═══ Text

In rscherrer/brachypoder: Reading Brachypode Simulations

knitr::opts_chunk$set(
  collapse = TRUE,
  comment = "#>"
)

This is the vignette of brachypoder, an R package developed to help read and assemble the data simulated by the brachypode program. See the online help page for how to install the package.

To load the package, use:

library(brachypoder)

Some example data are provided with the package. To extract where they are saved, run:

root <- system.file("extdata", "sim-example", package = "brachypoder")
root

If we have a look at what is inside this folder,

list.files(root)

we see a few .dat files. These are the files that contain the data saved from one simulation. Different variables are saved in different files, e.g. popsize.dat contains the total population size at every time point saved. See the repository of \textcolor{blue}{brachypode} for details.

Each data file contains data with different resolutions. For example, individuals.dat contains five values per individual and covers all individuals of all the time points saved. The data files are saved in binary format, which is one-dimensional. This means that the arrays of saved values may have to be reshaped in order to be assembled into a data set that is workable within R. This is where the read_data function comes in.

The function read_data is the core function of the package. It takes the location of the simulation data as input, the variables to read, and rules that determine how each variable should be reshaped. For example,

read_data(root, "popsize")

reads the binary data in popsize.dat back into numbers and places them into a one-column tibble. If we now run:

read_data(root, c("time", "popsize"))

we get multiple variables (time.dat and popsize.dat) read and assembled together. Now, these two variables both have one value saved every saved time point, and so have the same number of values. When the variables to read have different dimensions (e.g. patchsizes.dat contains one value per patch, per site, per time point), we use the ncols argument:

read_data(root, c("time", "patchsizes"), ncols = c(1, 10))

══════

Exercise tasks:
[a] Answer these questions from the brachypoder vignette:
(i) What does popsize.dat contain?
(ii) How many values per individual does individuals.dat contain?
(iii) Which argument of read_data is used when the variables to read have different dimensions?
[b] Extend the brachypoder vignette past its last sentence.
The records that follow come from a separate source, unrelated to the brachypoder vignette.

═══ Given data

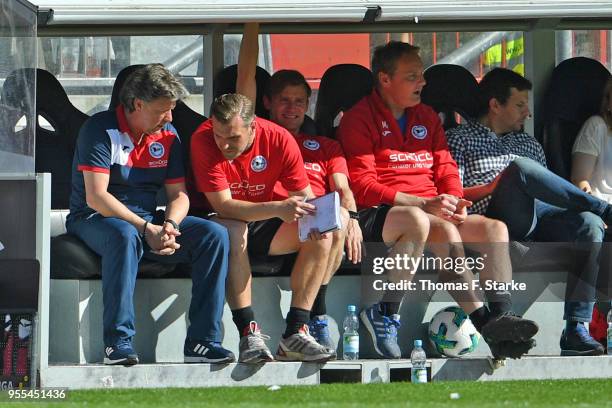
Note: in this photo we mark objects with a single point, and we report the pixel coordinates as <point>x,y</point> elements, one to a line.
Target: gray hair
<point>226,106</point>
<point>150,82</point>
<point>385,57</point>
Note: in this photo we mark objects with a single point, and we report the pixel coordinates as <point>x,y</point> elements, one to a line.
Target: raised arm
<point>247,62</point>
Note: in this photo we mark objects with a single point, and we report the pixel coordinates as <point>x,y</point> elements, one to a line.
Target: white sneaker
<point>252,348</point>
<point>301,346</point>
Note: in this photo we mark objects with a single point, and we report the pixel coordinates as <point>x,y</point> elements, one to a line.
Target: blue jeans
<point>204,245</point>
<point>563,213</point>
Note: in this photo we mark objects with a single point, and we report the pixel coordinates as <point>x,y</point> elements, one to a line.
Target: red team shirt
<point>322,158</point>
<point>383,161</point>
<point>274,156</point>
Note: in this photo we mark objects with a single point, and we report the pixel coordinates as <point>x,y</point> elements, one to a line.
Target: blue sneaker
<point>383,331</point>
<point>120,354</point>
<point>578,342</point>
<point>319,329</point>
<point>206,352</point>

══════

Responses by task:
[a]
(i) The total population size at every time point saved.
(ii) Five.
(iii) ncols.

[b]
which splits the patchsizes data into 10 columns, and so its number of rows becomes equal to the number of time points in time (the 1 tells the function not to split that column), with which they can be attached. The columns in the output data are named after their respective data file or origin, with numbers appended for each column.

In some cases some columns may need to be duplicated instead of split into multiple columns. Then, we use negative numbers in ncols. For example,

read_data(root, c("time", "patchsizes"), ncols = c(-10, 1))

reads the same data as the previous chunk, but in a "longer" format, where each number of individuals is taken as an observation and therefore as a row. And so here, patchsizes was kept in a single column but each value in time was duplicated as many times as there are patches and sites (so 10 times).

Some use-cases may be more intricate. For example, reading individuals.dat and assigning each individual its own time point requires to know how many individuals there are at each time point. For this we provide a wrapper around read_data that reads individuals.dat, time.dat and popsize.dat to perform this task:

read_individual_data(root)

This data set contains all the relevant information for each individual saved in the simulation. Because this function has only one use-case (i.e. it is not designed to be flexible, unlike read_data) it gives the output tibble specific column names.

Same, we provide a function that directly reads and formats the data from the traitmeans.dat data set, which contains the mean trait value for each trait in each patch of each site, at each saved generation.

read_trait_mean_data(root)

And, similar to that, there is a wrapper function to directly read and format the data from the patchsizes.dat file:

read_patch_size_data(root)

Besides the functions to read simulation data, one may want to read back the parameters that were used in a given simulation. To do this, use:

pars <- read_parameters(root)
pars[1:5] # just a few parameters

Once the data are properly loaded and reshaped, they can be plotted using the usual tools available in R. Using ggplot2, for example:

library(tidyverse)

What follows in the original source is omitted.